DATA FOR THIS TASK:

┏━━

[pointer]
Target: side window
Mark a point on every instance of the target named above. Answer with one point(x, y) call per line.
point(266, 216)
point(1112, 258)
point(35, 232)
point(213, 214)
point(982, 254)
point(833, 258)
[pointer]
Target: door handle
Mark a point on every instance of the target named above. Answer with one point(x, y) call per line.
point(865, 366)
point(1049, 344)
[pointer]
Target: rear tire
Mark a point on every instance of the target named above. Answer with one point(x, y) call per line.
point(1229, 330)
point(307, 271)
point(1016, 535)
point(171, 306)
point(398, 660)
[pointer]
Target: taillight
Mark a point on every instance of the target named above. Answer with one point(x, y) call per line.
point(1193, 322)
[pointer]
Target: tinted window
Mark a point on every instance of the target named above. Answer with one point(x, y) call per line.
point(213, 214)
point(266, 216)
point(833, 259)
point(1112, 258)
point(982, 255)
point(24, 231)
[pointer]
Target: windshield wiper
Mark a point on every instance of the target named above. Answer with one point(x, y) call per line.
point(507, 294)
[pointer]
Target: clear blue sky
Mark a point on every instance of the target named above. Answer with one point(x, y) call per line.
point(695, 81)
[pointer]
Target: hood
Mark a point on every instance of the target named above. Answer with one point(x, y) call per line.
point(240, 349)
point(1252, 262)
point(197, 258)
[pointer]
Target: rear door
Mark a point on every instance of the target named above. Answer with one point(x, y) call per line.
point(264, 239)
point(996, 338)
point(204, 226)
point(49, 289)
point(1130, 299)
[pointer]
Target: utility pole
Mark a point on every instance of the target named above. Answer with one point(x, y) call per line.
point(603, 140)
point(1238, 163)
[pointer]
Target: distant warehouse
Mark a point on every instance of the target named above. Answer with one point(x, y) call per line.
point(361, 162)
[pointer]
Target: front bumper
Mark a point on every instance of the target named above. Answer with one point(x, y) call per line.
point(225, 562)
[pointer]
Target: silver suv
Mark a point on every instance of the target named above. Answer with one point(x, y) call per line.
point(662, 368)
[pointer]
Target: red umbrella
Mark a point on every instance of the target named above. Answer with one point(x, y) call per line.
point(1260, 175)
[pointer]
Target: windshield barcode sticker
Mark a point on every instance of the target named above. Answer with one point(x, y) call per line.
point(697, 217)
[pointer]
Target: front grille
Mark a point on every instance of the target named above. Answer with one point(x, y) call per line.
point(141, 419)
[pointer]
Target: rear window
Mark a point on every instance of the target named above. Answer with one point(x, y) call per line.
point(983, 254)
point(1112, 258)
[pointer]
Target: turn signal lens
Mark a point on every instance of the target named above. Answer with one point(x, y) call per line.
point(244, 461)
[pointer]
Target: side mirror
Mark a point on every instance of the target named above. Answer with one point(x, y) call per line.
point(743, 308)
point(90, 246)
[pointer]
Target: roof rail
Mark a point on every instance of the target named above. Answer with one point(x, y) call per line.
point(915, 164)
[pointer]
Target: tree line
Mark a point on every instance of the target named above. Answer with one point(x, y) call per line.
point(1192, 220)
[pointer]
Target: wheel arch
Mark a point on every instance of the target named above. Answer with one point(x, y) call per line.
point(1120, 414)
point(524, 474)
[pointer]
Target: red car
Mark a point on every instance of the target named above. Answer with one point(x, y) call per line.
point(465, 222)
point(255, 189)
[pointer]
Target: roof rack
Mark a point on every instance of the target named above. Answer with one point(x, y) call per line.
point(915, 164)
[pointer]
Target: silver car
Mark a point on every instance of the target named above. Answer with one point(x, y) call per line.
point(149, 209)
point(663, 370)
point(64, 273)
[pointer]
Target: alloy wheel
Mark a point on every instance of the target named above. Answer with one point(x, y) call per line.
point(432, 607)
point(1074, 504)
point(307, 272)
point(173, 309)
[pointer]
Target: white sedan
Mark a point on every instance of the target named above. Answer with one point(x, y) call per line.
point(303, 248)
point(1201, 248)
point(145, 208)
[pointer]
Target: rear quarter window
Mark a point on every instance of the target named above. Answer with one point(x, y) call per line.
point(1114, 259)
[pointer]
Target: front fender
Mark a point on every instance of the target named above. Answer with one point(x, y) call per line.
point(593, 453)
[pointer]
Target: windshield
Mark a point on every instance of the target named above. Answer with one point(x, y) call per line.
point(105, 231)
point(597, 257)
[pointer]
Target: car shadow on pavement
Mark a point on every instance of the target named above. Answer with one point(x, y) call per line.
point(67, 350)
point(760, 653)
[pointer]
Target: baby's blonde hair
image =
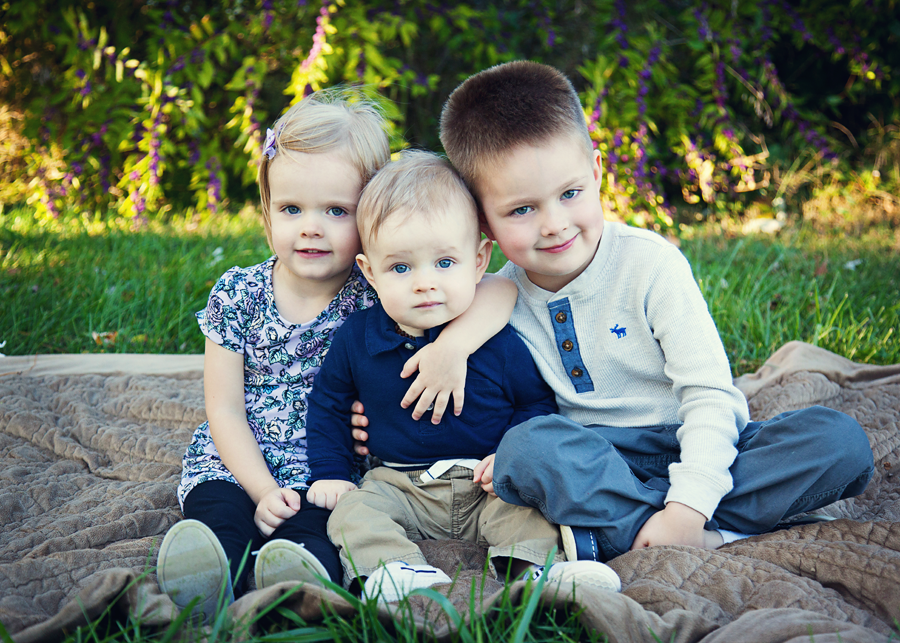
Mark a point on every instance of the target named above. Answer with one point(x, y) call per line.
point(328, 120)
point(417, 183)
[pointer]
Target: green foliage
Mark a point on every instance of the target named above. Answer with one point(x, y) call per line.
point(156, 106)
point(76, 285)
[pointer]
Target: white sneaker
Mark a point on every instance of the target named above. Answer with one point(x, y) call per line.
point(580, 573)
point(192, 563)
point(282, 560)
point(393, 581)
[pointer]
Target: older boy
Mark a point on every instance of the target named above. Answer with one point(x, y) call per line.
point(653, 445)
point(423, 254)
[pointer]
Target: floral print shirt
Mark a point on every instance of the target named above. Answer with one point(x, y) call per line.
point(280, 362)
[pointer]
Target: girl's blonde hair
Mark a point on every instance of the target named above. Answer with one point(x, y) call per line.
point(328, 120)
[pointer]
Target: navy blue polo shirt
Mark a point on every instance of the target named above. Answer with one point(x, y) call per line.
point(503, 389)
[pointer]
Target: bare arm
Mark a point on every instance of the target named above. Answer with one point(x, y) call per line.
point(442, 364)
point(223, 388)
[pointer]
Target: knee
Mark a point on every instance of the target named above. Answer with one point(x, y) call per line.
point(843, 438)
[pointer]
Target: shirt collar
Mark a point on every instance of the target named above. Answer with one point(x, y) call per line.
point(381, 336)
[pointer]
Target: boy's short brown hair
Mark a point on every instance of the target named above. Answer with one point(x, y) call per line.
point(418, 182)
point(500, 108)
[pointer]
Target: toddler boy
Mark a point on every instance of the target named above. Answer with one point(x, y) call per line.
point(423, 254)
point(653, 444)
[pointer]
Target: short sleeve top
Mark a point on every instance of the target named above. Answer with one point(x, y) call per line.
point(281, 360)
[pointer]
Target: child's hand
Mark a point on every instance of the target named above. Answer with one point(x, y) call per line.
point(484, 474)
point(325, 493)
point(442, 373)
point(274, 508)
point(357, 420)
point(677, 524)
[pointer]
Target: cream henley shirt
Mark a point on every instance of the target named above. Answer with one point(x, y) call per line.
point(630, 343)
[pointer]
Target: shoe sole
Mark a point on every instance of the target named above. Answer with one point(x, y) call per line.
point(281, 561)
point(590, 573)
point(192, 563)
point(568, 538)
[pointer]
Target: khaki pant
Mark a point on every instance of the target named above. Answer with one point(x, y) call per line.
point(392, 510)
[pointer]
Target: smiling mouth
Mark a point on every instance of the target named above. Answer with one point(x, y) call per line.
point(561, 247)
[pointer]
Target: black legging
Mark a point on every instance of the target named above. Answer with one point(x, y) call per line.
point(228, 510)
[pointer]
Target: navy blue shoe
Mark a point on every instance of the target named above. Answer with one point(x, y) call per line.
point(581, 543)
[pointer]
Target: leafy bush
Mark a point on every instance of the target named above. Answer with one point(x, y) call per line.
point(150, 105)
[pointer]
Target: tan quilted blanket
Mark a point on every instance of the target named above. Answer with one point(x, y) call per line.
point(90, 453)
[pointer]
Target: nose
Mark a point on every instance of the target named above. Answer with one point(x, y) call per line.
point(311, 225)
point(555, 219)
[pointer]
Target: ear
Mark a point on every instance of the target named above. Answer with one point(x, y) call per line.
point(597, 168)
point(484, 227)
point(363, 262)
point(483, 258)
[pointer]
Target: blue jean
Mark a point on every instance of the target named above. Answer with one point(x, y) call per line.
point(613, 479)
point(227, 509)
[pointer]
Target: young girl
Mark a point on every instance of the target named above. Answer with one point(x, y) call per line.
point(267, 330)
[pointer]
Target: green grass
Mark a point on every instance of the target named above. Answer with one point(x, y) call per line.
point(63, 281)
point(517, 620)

┗━━
┏━━

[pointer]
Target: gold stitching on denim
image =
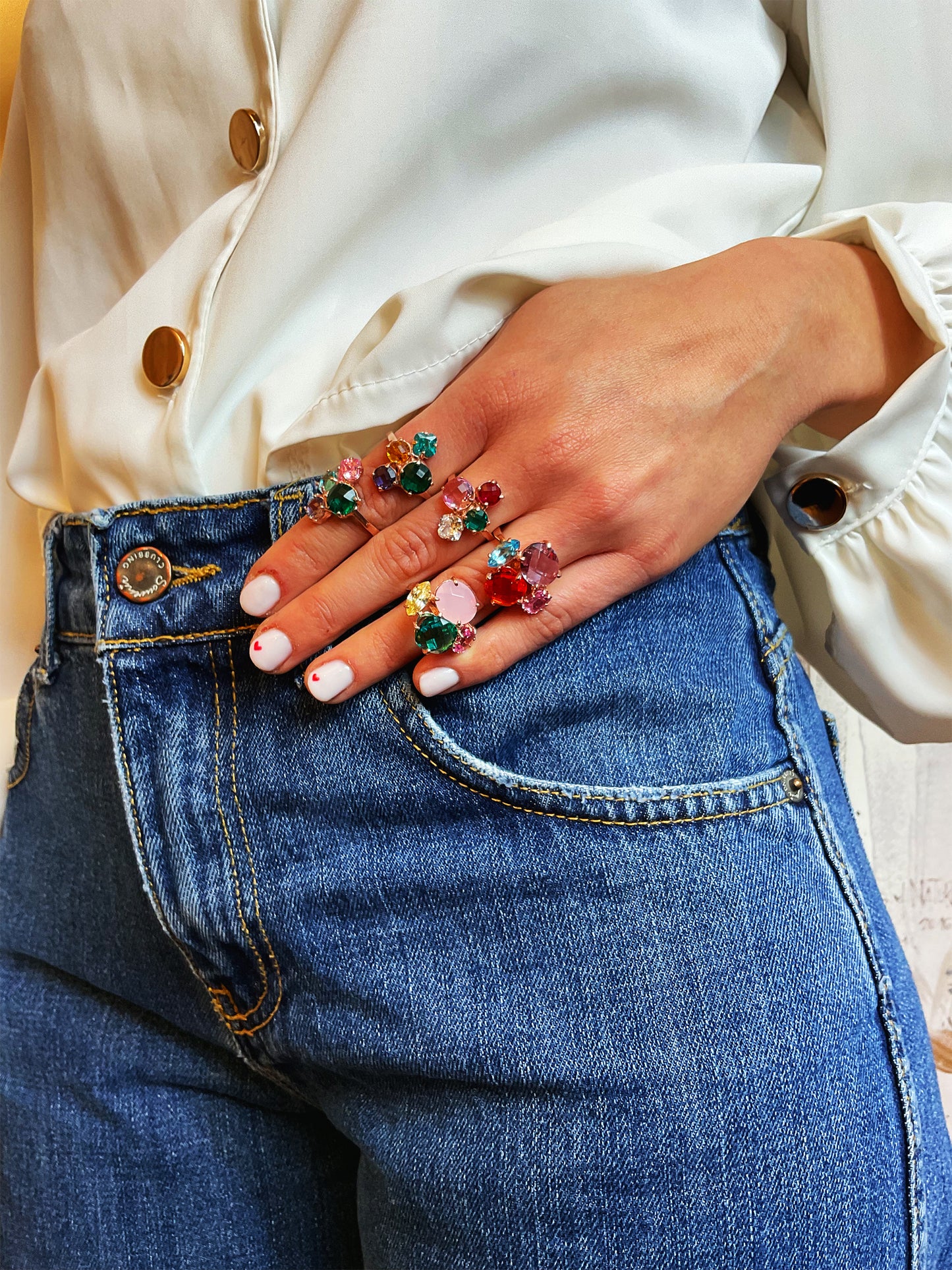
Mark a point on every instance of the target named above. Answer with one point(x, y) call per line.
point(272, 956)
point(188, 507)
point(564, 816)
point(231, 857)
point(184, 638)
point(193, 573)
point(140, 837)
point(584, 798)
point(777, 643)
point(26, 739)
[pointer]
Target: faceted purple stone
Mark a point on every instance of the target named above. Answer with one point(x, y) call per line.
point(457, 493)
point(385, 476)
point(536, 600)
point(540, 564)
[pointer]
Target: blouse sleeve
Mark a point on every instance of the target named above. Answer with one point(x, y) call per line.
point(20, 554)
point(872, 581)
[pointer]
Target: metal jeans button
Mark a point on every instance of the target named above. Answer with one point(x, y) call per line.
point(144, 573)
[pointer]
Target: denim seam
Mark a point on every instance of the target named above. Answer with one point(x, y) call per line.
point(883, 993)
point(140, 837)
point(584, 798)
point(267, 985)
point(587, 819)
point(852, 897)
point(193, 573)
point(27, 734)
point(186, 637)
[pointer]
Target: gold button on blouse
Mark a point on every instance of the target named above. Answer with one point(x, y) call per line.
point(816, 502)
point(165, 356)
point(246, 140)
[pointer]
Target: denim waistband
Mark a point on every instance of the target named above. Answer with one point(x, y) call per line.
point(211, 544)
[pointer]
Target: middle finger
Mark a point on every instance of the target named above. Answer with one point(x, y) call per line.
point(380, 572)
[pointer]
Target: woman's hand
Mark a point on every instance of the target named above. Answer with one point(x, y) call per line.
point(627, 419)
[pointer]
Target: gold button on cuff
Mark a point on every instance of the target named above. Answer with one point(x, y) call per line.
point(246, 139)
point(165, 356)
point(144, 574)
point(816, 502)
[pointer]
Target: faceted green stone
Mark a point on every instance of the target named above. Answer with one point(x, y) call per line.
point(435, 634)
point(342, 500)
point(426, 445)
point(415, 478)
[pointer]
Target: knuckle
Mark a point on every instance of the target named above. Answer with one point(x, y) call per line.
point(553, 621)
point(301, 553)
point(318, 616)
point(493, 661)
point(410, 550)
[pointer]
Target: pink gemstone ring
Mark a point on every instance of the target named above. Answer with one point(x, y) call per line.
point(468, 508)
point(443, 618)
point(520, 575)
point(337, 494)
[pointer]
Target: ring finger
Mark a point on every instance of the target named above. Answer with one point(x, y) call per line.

┗━━

PROBLEM: Return each line from the material above that contains the word "window".

SOLUTION:
Target: side window
Target: tinted window
Target: rear window
Target: rear quarter window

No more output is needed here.